• _DATA SUPPLIED_:
═══

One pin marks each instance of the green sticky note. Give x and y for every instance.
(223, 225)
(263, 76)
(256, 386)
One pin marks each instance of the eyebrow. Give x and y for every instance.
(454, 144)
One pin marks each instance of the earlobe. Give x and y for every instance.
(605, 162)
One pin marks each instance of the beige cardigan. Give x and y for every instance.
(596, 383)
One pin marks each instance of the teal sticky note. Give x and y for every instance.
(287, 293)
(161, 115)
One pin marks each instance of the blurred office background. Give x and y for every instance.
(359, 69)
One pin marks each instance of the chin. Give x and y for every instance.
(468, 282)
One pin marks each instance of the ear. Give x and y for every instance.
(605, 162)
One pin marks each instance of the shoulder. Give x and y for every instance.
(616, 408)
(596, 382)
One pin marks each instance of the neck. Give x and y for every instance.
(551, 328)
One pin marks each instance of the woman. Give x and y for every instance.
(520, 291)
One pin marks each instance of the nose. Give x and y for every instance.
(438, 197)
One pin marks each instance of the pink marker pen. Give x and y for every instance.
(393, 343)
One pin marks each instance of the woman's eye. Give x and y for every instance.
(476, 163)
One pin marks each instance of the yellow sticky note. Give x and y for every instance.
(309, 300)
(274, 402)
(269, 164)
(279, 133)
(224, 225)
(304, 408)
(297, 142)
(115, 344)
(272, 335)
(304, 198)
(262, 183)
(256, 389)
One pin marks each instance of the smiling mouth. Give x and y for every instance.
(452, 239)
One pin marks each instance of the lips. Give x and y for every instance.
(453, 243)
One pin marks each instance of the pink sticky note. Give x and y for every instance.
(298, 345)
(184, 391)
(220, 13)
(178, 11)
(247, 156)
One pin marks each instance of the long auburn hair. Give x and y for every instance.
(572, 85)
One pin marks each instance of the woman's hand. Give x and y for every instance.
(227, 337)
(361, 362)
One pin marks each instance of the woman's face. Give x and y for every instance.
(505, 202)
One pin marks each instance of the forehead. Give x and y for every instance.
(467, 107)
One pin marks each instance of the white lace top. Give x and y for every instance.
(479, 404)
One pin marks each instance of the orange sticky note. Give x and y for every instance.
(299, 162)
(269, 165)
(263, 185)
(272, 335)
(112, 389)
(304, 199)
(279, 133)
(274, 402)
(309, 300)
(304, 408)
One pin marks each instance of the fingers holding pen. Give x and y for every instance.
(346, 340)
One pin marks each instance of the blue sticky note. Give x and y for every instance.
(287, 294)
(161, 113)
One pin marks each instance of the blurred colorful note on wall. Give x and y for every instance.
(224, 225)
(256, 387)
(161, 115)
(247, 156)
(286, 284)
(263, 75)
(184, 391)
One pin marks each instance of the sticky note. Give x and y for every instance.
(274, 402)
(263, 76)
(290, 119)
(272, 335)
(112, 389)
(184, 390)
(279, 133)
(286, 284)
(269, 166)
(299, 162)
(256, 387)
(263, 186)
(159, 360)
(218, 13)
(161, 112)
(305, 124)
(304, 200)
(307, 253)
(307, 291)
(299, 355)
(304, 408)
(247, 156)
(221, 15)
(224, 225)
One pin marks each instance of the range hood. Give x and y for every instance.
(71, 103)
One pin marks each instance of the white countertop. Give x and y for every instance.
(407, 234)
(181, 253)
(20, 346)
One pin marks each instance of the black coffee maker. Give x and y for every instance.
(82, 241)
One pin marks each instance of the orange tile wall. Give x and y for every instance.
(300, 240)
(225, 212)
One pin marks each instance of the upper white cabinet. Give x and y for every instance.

═══

• _STATED PROBLEM_: Present the data above as a JSON list of strings, one string per line, with blank lines omitted.

• _FINAL RESULT_:
[
  "One pin marks each instance of the green sticky note. Give x and y for every instance.",
  "(223, 225)",
  "(263, 76)",
  "(256, 386)",
  "One pin marks each instance of the eyebrow. Give x and y for every instance.",
  "(454, 144)",
  "One pin marks each instance of the earlobe. Give x and y for every instance.",
  "(605, 162)",
  "One pin marks each instance of the beige cardigan. Give x and y for every instance.",
  "(596, 383)",
  "One pin marks each instance of the teal sticky note. Give x and y for every instance.",
  "(287, 293)",
  "(161, 115)",
  "One pin marks each instance of the blurred office background. Give x and y for every instance.",
  "(359, 69)",
  "One pin marks each instance of the chin. Give x and y for every instance.",
  "(468, 282)",
  "One pin marks each instance of the ear. Give x and y for every instance.",
  "(605, 162)",
  "One pin marks each instance of the shoulder. Give x and y for every instance.",
  "(616, 408)",
  "(596, 382)",
  "One pin marks each instance of the neck. Give x and y for every instance.",
  "(551, 328)",
  "One pin marks each instance of the woman. Give x and y for every instance.",
  "(520, 291)",
  "One pin marks each instance of the nose. Give x and y for every instance.",
  "(438, 197)",
  "One pin marks each instance of the pink marker pen. Give x and y for every instance.",
  "(393, 343)",
  "One pin marks each instance of the woman's eye. Give x and y for every instance.",
  "(476, 163)",
  "One pin marks each instance of the yellow sticky note. Give x and y for every instance.",
  "(309, 300)",
  "(274, 402)",
  "(269, 164)",
  "(279, 133)",
  "(224, 225)",
  "(304, 408)",
  "(297, 142)",
  "(115, 344)",
  "(272, 335)",
  "(304, 198)",
  "(262, 183)",
  "(256, 389)",
  "One pin marks each instance of the smiling mouth. Give x and y for every instance.",
  "(452, 239)",
  "One pin marks each instance of the lips. Give x and y for every instance.",
  "(453, 243)",
  "One pin marks each instance of the pink sticky note. Give x and y for every instance.",
  "(298, 345)",
  "(184, 391)",
  "(220, 13)",
  "(178, 11)",
  "(247, 156)",
  "One pin marks each instance of the long auburn hair. Give x and y for every instance.",
  "(572, 85)",
  "One pin marks each instance of the woman's hand. Give x and y for every instance.",
  "(227, 337)",
  "(361, 362)",
  "One pin marks each instance of the woman's face. Give x and y for every instance.",
  "(505, 202)",
  "One pin marks each instance of the forehead. Give x and y for every instance.",
  "(467, 107)",
  "One pin marks each instance of the white lace top. Give x and y for every instance.",
  "(479, 404)",
  "One pin marks each instance of the orange sticky note. Give x and y for every instance.",
  "(299, 162)",
  "(269, 165)",
  "(263, 185)",
  "(272, 335)",
  "(112, 389)",
  "(304, 199)",
  "(279, 133)",
  "(274, 402)",
  "(309, 300)",
  "(304, 408)",
  "One pin marks each instance of the fingers holding pen. Give x and y for every instance.",
  "(346, 340)",
  "One pin marks each instance of the blue sticky note. Give x and y for every instance.",
  "(287, 294)",
  "(161, 113)",
  "One pin marks each instance of the blurred colorful note on wall. Give x and y for every instance.",
  "(224, 225)",
  "(256, 387)",
  "(161, 115)",
  "(247, 156)",
  "(286, 284)",
  "(263, 75)",
  "(184, 391)",
  "One pin marks each instance of the sticky note. Give x and y for every instance.",
  "(274, 402)",
  "(263, 76)",
  "(290, 119)",
  "(272, 335)",
  "(112, 389)",
  "(184, 390)",
  "(279, 133)",
  "(286, 284)",
  "(269, 166)",
  "(299, 162)",
  "(256, 387)",
  "(263, 186)",
  "(159, 360)",
  "(218, 13)",
  "(161, 112)",
  "(305, 124)",
  "(304, 200)",
  "(307, 253)",
  "(307, 291)",
  "(299, 355)",
  "(304, 408)",
  "(247, 156)",
  "(221, 15)",
  "(224, 225)",
  "One pin marks each instance of the range hood. Give x and y for every instance.",
  "(71, 103)",
  "One pin marks each instance of the white countertop. Give x and y for every instance.",
  "(407, 234)",
  "(181, 253)",
  "(20, 346)",
  "One pin marks each instance of the black coffee maker. Give x and y for every instance.",
  "(82, 241)",
  "One pin marks each instance of the orange tile wall. Give x and y for every instance.",
  "(300, 240)",
  "(225, 212)",
  "One pin marks each instance of the upper white cabinet. Give x and y for every instance."
]